§ **Exercise instructions**: Starting at the first line of the records and stopping at the line that contains "[[20, 155]]", transcribe every line exactly and leave out the pictures.

Data records
****************

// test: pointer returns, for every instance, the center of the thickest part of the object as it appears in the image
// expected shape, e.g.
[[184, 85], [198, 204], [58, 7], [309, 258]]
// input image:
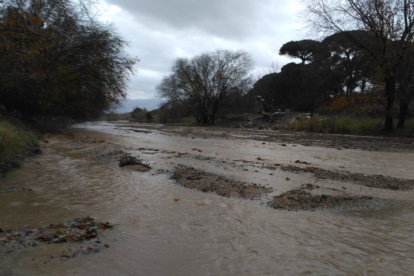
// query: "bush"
[[15, 142], [349, 126]]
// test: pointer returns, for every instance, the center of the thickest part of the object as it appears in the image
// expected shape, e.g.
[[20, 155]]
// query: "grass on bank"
[[354, 126], [15, 141]]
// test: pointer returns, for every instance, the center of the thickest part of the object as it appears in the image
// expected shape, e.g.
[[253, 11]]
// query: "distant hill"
[[128, 105]]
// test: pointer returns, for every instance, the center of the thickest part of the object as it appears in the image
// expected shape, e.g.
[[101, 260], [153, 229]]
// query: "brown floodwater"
[[206, 234]]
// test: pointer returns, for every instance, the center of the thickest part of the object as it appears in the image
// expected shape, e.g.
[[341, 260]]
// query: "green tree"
[[390, 24], [56, 59], [207, 83]]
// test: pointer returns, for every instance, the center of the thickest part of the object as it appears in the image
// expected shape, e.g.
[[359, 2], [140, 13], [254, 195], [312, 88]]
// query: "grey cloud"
[[161, 31], [222, 18]]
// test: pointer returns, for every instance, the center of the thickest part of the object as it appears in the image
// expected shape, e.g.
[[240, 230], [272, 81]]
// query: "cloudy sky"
[[159, 31]]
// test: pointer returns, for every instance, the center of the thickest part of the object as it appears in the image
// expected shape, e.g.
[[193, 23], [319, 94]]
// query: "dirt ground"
[[308, 197], [305, 196], [207, 182], [278, 131]]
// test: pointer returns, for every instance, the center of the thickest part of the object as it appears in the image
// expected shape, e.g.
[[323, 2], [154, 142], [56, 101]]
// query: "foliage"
[[205, 84], [390, 32], [56, 60], [365, 126], [15, 141]]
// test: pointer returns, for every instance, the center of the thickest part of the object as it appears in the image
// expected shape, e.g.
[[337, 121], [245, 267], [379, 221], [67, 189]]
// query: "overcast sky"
[[159, 31]]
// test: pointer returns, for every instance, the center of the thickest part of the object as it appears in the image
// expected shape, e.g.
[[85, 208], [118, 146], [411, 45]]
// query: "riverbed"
[[162, 228]]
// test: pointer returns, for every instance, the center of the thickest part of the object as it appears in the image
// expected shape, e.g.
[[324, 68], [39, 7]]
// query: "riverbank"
[[17, 141], [211, 192]]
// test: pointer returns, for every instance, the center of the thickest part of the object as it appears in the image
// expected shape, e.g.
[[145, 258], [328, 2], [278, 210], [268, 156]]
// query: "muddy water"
[[205, 234]]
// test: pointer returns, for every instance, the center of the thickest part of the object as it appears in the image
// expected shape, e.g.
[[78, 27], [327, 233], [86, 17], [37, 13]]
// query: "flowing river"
[[165, 229]]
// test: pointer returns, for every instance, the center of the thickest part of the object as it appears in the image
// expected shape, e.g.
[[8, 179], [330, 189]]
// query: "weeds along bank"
[[17, 141], [367, 126]]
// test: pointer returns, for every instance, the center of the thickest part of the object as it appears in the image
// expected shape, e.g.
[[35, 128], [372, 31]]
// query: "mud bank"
[[165, 227], [207, 182]]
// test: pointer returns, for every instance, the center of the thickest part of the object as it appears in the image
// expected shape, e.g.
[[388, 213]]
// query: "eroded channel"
[[166, 229]]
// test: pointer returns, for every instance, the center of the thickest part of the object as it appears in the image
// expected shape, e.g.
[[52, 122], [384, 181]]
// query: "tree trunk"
[[403, 113], [390, 95]]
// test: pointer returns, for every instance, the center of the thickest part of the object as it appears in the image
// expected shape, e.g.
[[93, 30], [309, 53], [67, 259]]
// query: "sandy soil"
[[207, 182]]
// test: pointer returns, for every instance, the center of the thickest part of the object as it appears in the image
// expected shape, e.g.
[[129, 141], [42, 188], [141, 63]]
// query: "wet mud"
[[84, 231], [204, 201], [301, 200], [206, 182]]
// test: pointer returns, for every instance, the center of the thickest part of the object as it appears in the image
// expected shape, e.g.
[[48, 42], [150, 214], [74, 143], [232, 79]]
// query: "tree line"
[[364, 63], [56, 59]]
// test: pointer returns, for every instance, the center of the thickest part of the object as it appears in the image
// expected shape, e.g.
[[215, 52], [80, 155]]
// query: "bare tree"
[[390, 28], [206, 83]]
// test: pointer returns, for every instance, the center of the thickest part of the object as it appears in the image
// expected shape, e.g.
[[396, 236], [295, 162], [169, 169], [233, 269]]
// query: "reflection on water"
[[202, 234]]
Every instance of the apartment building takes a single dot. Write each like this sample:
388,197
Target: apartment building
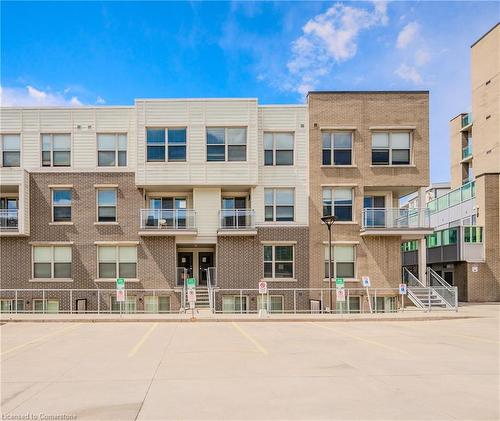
225,191
366,150
464,248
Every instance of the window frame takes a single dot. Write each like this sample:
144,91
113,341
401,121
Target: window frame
2,150
274,262
116,149
117,261
226,144
274,149
332,148
390,149
52,262
275,206
51,150
53,205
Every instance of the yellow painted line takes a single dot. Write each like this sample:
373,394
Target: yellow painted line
250,338
40,338
359,338
138,345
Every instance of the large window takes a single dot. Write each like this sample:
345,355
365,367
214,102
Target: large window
56,150
61,205
226,144
278,261
11,150
337,148
112,150
278,148
391,148
52,262
338,202
106,205
117,262
343,261
279,204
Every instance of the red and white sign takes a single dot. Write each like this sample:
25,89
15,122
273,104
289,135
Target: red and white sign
262,287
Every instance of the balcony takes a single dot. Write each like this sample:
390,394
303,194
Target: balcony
395,221
237,222
9,220
168,222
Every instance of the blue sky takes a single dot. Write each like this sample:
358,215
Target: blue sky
110,53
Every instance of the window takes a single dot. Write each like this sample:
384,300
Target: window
112,150
278,148
11,150
117,262
275,303
226,144
156,304
338,202
56,150
343,261
61,205
52,262
391,148
46,306
278,261
279,204
234,304
337,148
106,205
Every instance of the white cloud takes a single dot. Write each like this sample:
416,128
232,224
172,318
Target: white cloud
408,34
31,96
409,73
329,38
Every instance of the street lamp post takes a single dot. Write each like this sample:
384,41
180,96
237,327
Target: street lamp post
329,220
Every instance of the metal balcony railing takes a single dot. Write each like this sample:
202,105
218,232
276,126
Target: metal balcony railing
168,219
9,219
236,219
395,218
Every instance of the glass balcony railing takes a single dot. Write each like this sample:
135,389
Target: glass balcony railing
453,198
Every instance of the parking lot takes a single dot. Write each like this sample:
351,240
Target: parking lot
380,370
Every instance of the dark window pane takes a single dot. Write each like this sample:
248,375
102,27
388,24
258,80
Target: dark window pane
11,159
284,157
176,136
128,270
283,270
176,153
342,157
155,136
62,213
327,157
107,270
106,159
343,213
284,213
380,156
236,153
268,157
62,270
42,270
107,214
400,156
216,153
61,159
156,153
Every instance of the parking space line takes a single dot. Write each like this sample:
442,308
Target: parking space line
250,338
41,338
359,338
138,345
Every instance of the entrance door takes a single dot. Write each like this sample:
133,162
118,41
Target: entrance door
206,260
184,260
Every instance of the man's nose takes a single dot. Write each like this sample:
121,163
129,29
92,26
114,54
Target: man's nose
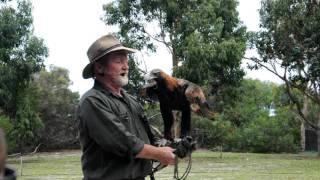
125,65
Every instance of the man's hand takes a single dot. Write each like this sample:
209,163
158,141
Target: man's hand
168,157
164,155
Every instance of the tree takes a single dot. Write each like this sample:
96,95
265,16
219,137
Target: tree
204,35
255,129
56,105
289,39
21,55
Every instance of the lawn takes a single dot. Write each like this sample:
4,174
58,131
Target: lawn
206,165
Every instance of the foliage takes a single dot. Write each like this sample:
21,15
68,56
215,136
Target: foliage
209,133
135,77
57,105
5,123
21,55
204,35
266,134
289,40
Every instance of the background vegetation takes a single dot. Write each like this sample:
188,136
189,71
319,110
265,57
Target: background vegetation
207,42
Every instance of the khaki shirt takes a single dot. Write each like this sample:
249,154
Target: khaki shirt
111,135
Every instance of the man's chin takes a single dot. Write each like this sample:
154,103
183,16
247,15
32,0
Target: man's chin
122,81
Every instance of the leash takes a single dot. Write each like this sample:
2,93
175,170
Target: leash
184,149
187,171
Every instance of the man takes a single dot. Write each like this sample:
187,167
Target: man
114,143
5,173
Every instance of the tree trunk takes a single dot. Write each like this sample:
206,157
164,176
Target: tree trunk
318,134
303,128
303,137
174,59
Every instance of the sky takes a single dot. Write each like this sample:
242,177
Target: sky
68,28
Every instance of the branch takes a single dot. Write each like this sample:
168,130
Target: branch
256,60
299,108
158,40
284,78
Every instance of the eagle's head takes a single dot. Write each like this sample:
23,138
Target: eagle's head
154,76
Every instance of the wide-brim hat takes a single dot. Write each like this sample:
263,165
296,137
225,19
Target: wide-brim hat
101,47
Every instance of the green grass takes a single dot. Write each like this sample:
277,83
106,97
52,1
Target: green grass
206,165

****************

§ **Written response**:
// test: pointer returns, for every instance, the center of the thickest part of the object as it appears in the image
// expected shape, e.g.
[[184, 85], [198, 204], [58, 7], [309, 258]]
// input image:
// query: "bush"
[[15, 142], [349, 126]]
// test: pointer returns, for every instance, the center of the thickest part of the object as it appears in the image
// expected shape, e.g.
[[20, 155]]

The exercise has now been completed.